Pero el Evangelio es lo que dice y lo que calla sobre la Virgen María. Por de pronto sabemos dos cosas: que la Virgen guardaba dentro de sí ciertos sucesos y que los ponderaba en su corazón. Hubo ciertos hechos que la impresionaron y afectaron con más densidad que otros. María no se limitó a registrarlos en su mente: los ponderaba en su corazón. Aquellas cosas tenían un valor y una significación. María no se dejaba invadir por la imaginación ni era una mujer sentimental, sino que ejercitaba la inteligencia. Ponderar en el corazón es lo mismo que pensar en ellas, relacionarlas entre sí, profundizar en su sentido, descubrir las perspectivas que abren. Es vivir interiormente, es estar ejerciendo continuamente las potencias interiores y perfeccionándolas, es irse llenando de contenido. Cuado hay visión sobrenatural sobre los acontecimientos humanos, hay contacto con Dios y el mundo superior y es cuando se posee vida interior en sentido religioso.

Sólo el que vive hacia adentro se va enriqueciendo espiritualmente; las cosas van teniendo un valor, un arraigo en nuestro interior, que es lo que las dan el sentido sobrenatural.

Hoy día es muy frecuente entre los cristianos, la pérdida de la visión sobrenatural, que conduce a la desorientación y al vacío de la vida. Nada entonces tiene sentido porque le falta al hombre la capacidad mínima para poderlo encontrar.

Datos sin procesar

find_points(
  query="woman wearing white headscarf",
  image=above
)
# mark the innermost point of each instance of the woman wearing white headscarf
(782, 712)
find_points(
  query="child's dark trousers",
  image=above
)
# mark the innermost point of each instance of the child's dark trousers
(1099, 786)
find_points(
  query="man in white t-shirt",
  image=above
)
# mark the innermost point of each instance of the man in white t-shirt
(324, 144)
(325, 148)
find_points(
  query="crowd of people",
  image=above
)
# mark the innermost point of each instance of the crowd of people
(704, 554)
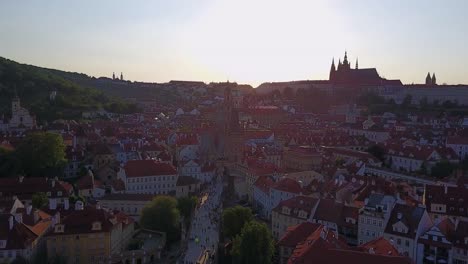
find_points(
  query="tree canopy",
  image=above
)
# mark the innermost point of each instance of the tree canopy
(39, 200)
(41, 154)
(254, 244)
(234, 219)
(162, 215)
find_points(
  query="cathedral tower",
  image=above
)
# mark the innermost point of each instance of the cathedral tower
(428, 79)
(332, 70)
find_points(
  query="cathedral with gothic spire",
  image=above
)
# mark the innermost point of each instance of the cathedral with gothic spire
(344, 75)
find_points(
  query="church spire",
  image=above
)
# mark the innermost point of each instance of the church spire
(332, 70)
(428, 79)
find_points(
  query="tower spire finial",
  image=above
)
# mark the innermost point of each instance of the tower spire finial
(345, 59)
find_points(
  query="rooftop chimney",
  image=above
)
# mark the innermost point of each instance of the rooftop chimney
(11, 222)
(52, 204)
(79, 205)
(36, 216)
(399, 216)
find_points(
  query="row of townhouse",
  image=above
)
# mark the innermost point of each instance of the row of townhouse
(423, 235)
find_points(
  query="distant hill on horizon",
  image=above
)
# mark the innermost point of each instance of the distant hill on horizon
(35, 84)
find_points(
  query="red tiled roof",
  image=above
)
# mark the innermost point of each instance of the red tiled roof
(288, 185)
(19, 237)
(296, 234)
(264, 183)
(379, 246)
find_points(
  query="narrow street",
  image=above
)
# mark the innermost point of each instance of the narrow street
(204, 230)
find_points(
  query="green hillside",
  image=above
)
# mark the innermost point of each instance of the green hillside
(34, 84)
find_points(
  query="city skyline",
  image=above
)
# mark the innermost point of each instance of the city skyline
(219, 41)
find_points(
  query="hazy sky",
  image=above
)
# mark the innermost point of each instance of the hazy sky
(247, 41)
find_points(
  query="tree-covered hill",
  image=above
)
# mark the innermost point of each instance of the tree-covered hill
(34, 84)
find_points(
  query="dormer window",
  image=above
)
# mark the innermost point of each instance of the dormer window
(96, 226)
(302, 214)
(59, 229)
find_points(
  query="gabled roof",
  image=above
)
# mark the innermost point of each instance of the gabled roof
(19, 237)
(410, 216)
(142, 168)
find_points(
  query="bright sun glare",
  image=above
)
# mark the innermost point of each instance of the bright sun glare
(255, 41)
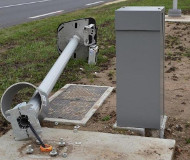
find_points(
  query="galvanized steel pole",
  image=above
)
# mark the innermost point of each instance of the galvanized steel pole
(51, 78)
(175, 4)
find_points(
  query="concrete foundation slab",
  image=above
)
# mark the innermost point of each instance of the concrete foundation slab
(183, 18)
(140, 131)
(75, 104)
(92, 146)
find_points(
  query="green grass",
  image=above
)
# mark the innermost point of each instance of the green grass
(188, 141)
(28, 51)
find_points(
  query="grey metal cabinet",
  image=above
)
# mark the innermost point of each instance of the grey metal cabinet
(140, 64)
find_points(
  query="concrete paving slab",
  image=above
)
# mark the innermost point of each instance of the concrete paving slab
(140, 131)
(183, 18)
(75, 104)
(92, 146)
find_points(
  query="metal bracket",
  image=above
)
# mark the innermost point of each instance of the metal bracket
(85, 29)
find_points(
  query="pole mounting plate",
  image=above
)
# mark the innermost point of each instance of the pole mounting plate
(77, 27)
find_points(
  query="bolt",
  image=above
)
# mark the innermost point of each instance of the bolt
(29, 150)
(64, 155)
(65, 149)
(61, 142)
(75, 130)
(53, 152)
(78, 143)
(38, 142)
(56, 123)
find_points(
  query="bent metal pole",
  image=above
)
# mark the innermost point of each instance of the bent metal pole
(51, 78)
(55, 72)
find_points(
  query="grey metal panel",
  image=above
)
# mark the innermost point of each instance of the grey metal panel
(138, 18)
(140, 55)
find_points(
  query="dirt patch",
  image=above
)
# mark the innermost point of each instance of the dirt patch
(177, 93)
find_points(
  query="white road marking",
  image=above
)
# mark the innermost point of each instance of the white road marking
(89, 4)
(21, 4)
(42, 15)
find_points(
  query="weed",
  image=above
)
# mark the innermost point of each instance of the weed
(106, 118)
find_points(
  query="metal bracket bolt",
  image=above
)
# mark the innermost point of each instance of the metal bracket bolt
* * *
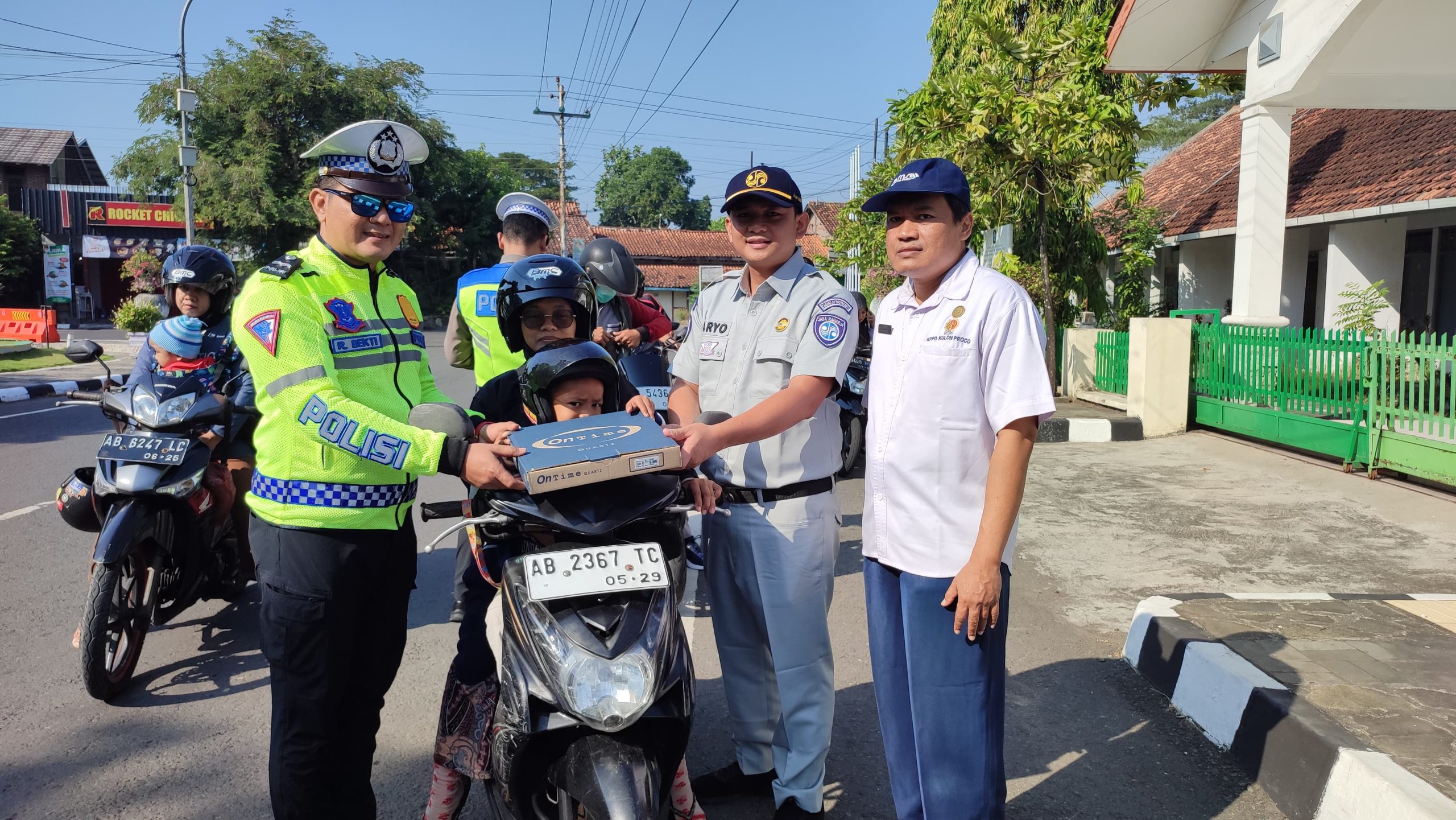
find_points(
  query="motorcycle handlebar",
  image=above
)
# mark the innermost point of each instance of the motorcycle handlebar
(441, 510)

> _Enunciado del problema A_: Traduce al inglés esta oración del fragmento mostrado: "María no se limitó a registrarlos en su mente: los ponderaba en su corazón."
> _Enunciado del problema B_: Según el fragmento mostrado, ¿a qué conduce la pérdida de la visión sobrenatural entre los cristianos?
Los datos no intervienen en nada de esto.

> _Respuesta esperada A_: Mary did not merely record them in her mind: she pondered them in her heart.

> _Respuesta esperada B_: A la desorientación y al vacío de la vida.